| Selected text |

╔══

Whether ‘Image and Likeness’ Supports God’s Having a Body
How are God and Truth Related? (2021 Expanded Version)
By my count, there are five different ways to think about the relation of God and truth:
1) There is truth, but there is no God.
2) There is truth, and there is God, but God is not the ontological ground of truth.
3) There is truth, there is God, and God is the ontological ground of truth: truth ultimately depends for its existence on the existence of God. There is truth only because there is God. (This 'because' signifies a relation that is neither empirically-causal nor merely logical. Call it the relation of ontological grounding.)
4) There is no truth, because there is no God.
5) There is God, but no truth.
Ad (1). This is the view of many if not most today. There are truths, and among these truths is the truth that God does not exist. This, I take it, is the standard atheist view. The standard atheist does not deny that there are truths; he presupposes that there are and that they are absolute. It is just that one of these truths is that there is no God.
Ad (2). This, I take it, would be the standard theist view among analytic philosophers. There are truths, and one of the truths is that God exists. Consider a philosopher who holds that God is a necessary being and who also holds that it is necessarily the case that there are some truths. Such a philosopher would have to hold that the existence of God is logically equivalent to the existence of some truths. That is, he would have to hold that, necessarily God exists if and only if truths exist. But this philosopher would deny the truth of the subjunctive conditional, If, per impossibile, God were not to exist, then truths would not exist either. That is, he would deny that God is the ontological ground of truth.
Ad (3). This is the view that I am inclined to accept, were I to accept a view. Thus I would affirm the subjunctive conditional lately mentioned. The difference between (2) and (3) is subtle. On both sides it is held that both the existence of God and the existence of some truths are necessary, but the Augustinian — to give him a name — holds that God is the ultimate 'source' of all truth and thus of all intelligibility, or, if you prefer, the ultimate 'ground' of all truth and intelligibility. Therefore, if, per impossibile, God were not to exist, truth would not exist either.
Ad (4). This is Nietzsche's view. Tod Gottes = Tod der Wahrheit. The death of God is the death of truth. By 'truth' I of course mean absolute truth which cannot be perspectival or in any way relative. Truth cannot be relative, as I have argued many times.
Ad (5). I have the impression that certain post-modernists hold this. It is a view not worth discussing.
I should think only the first three views have any merit.
But each of the three has difficulties and none of the three can be strictly proven.
A. I will argue against the admittedly plausible first view by arguing for the third view.

╚══

| Set exercise 1 |
Write out the passage on God and truth word for word, starting with "Whether ‘Image and" and going on through "but no truth.".
| Set exercise 2 |
Pick up the passage on God and truth after its last sentence and keep writing.
The records were taken from a separate source.

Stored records
╔══

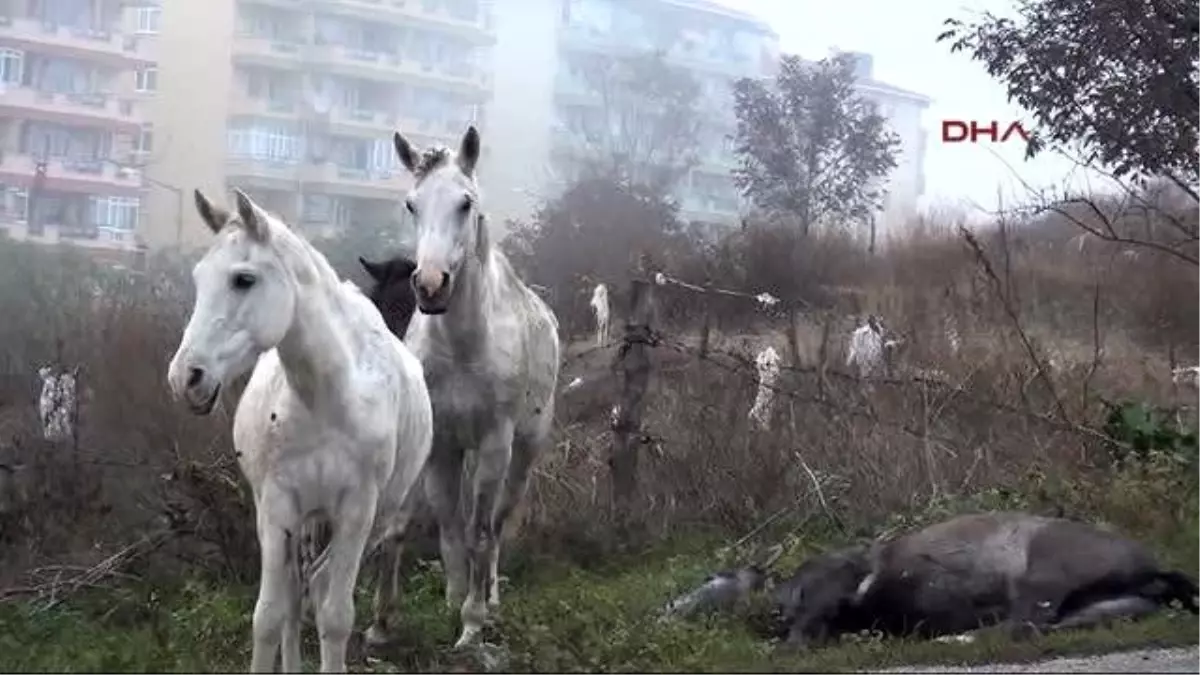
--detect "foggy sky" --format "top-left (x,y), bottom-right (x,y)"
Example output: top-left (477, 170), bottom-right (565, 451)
top-left (719, 0), bottom-right (1105, 218)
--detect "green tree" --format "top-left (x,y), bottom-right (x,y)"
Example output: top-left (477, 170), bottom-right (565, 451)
top-left (559, 52), bottom-right (703, 193)
top-left (733, 54), bottom-right (900, 235)
top-left (938, 0), bottom-right (1200, 195)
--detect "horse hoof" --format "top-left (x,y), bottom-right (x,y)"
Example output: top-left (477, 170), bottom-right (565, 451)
top-left (1009, 621), bottom-right (1042, 643)
top-left (362, 623), bottom-right (391, 647)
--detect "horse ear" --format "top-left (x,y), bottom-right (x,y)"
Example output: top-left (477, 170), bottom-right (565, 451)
top-left (475, 214), bottom-right (492, 259)
top-left (391, 131), bottom-right (416, 174)
top-left (233, 187), bottom-right (269, 241)
top-left (392, 257), bottom-right (416, 279)
top-left (193, 190), bottom-right (229, 233)
top-left (359, 256), bottom-right (388, 282)
top-left (458, 125), bottom-right (480, 175)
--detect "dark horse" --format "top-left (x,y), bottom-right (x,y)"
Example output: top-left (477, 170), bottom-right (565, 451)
top-left (774, 512), bottom-right (1200, 646)
top-left (359, 256), bottom-right (416, 340)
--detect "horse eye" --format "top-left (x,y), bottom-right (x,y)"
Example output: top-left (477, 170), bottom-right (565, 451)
top-left (233, 271), bottom-right (257, 291)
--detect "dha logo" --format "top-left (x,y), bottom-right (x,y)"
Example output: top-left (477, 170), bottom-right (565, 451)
top-left (942, 120), bottom-right (1030, 143)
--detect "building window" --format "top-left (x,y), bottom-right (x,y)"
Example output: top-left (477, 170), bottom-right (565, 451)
top-left (228, 125), bottom-right (302, 162)
top-left (304, 195), bottom-right (353, 227)
top-left (136, 66), bottom-right (158, 94)
top-left (133, 125), bottom-right (154, 155)
top-left (137, 7), bottom-right (162, 35)
top-left (91, 197), bottom-right (142, 232)
top-left (0, 49), bottom-right (25, 84)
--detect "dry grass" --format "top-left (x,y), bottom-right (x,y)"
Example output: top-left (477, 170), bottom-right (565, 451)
top-left (0, 198), bottom-right (1200, 662)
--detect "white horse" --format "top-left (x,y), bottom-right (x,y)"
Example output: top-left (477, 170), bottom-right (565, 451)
top-left (168, 190), bottom-right (433, 671)
top-left (37, 365), bottom-right (78, 442)
top-left (394, 126), bottom-right (559, 647)
top-left (749, 345), bottom-right (780, 429)
top-left (590, 283), bottom-right (608, 347)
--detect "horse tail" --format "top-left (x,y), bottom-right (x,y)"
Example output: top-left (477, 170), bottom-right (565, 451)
top-left (292, 513), bottom-right (332, 620)
top-left (1156, 571), bottom-right (1200, 614)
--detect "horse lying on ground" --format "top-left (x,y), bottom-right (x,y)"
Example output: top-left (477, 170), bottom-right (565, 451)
top-left (772, 512), bottom-right (1200, 646)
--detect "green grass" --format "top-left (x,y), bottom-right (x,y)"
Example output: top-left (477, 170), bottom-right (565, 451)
top-left (0, 535), bottom-right (1200, 671)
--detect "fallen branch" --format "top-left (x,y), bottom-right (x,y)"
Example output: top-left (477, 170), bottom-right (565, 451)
top-left (0, 531), bottom-right (174, 611)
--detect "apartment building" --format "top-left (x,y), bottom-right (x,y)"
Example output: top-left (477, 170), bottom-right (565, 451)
top-left (145, 0), bottom-right (496, 245)
top-left (0, 0), bottom-right (157, 252)
top-left (854, 53), bottom-right (932, 234)
top-left (551, 0), bottom-right (779, 225)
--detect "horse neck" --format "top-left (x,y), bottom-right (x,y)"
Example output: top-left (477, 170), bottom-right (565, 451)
top-left (432, 250), bottom-right (498, 352)
top-left (276, 234), bottom-right (352, 411)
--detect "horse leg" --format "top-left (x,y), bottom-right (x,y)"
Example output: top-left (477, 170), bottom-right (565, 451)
top-left (366, 490), bottom-right (418, 645)
top-left (455, 419), bottom-right (514, 647)
top-left (364, 536), bottom-right (404, 645)
top-left (317, 485), bottom-right (379, 673)
top-left (1008, 568), bottom-right (1066, 641)
top-left (424, 438), bottom-right (467, 608)
top-left (487, 416), bottom-right (550, 608)
top-left (250, 486), bottom-right (300, 673)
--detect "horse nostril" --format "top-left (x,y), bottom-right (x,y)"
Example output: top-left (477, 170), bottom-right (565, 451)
top-left (187, 368), bottom-right (204, 387)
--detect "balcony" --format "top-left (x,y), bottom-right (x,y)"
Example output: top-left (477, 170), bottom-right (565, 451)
top-left (395, 117), bottom-right (458, 145)
top-left (0, 86), bottom-right (142, 132)
top-left (0, 17), bottom-right (139, 67)
top-left (329, 108), bottom-right (396, 138)
top-left (302, 0), bottom-right (496, 44)
top-left (226, 156), bottom-right (300, 191)
top-left (0, 214), bottom-right (140, 251)
top-left (0, 153), bottom-right (142, 197)
top-left (306, 44), bottom-right (492, 95)
top-left (229, 94), bottom-right (300, 120)
top-left (233, 35), bottom-right (305, 68)
top-left (300, 162), bottom-right (412, 199)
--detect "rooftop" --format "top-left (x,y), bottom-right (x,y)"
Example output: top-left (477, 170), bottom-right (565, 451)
top-left (657, 0), bottom-right (779, 37)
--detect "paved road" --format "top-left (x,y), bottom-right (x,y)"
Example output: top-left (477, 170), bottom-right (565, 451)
top-left (883, 646), bottom-right (1200, 673)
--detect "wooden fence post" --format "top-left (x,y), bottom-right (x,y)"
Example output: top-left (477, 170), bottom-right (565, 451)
top-left (608, 273), bottom-right (656, 520)
top-left (787, 306), bottom-right (803, 369)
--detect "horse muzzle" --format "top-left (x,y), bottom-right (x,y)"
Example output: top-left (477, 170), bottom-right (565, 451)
top-left (413, 271), bottom-right (452, 315)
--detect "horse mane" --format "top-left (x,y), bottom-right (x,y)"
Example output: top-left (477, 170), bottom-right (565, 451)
top-left (413, 145), bottom-right (451, 181)
top-left (229, 209), bottom-right (342, 287)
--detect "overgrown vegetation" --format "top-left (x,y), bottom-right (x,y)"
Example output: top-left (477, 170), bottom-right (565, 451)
top-left (0, 0), bottom-right (1200, 670)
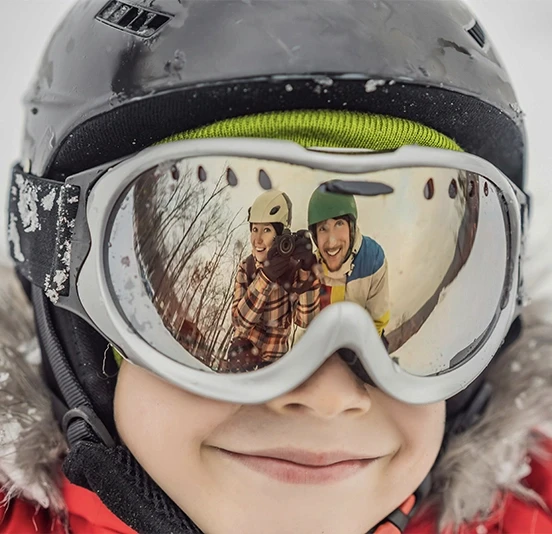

╚══

| Expected output 1 |
Whether ‘Image and Likeness’ Supports God’s Having a Body
How are God and Truth Related? (2021 Expanded Version)
By my count, there are five different ways to think about the relation of God and truth:
1) There is truth, but there is no God.
2) There is truth, and there is God, but God is not the ontological ground of truth.
3) There is truth, there is God, and God is the ontological ground of truth: truth ultimately depends for its existence on the existence of God. There is truth only because there is God. (This 'because' signifies a relation that is neither empirically-causal nor merely logical. Call it the relation of ontological grounding.)
4) There is no truth, because there is no God.
5) There is God, but no truth.

| Expected output 2 |
Among the truths, there are necessary truths such as the laws of logic. Now a truth is a true truth-bearer, a true proposition, say. (There are different candidates for the office of truth-bearer; we needn't list them here.) Now nothing can have a property unless it exists. (Call this principle Anti-Meinong). So no proposition can have the property of being true unless the proposition exists. By definition, a necessary truth is true in every metaphysically possible world. It follows that a necessarily true proposition exists in every possible world including worlds in which there are no finite minds. (I assume, plausibly, that there are such worlds.)
But — and this is the crucial move in this reasoning — a proposition is a thought-accusative that cannot exist except in, or rather for, a mind. Thus there are no truths in themselves that float free of minds. Now if there is no God, or rather, if there is no necessarily existent mind, then every mind is contingent. A contradiction ensues: there is a possible world W such that, in W, there exists a thought-accusative that is not the thought-accusative of any mind. For example, the proposition expressed by '7 + 5 = 12' is true and exists in every possible world including those worlds in which there are no minds. This contradiction ensues on the assumption that there is no necessarily existent mind.
Therefore, there is a necessarily existent mind. "And this all men call God."
If the argument just given is sound, then (3) is true, and (1) is false.
Here are the ways an atheist might respond to the argument for (3):
a) Deny that there are necessary truths.
b) Deny that truth is a property of propositions.
c) Deny Anti-Meinong, the principle that whatever has a property exists.
d) Deny that propositions are thought-accusatives; accept some sort of Platonism about propositions.
But each of these denials involves problems of its own.
Substack
I opened an account yesterday. Only one entry so far, and less than ten subscribers. It's free. Go here and do a search on my name.
If you are a good writer and impecunious, you can turn a buck on this site. On second thought, you can do so whether or not you are impecunious. The quality of the writing on Substack and the standing of many of the authors suggests to me that the latter-day book burners will probably keep their hands off of it.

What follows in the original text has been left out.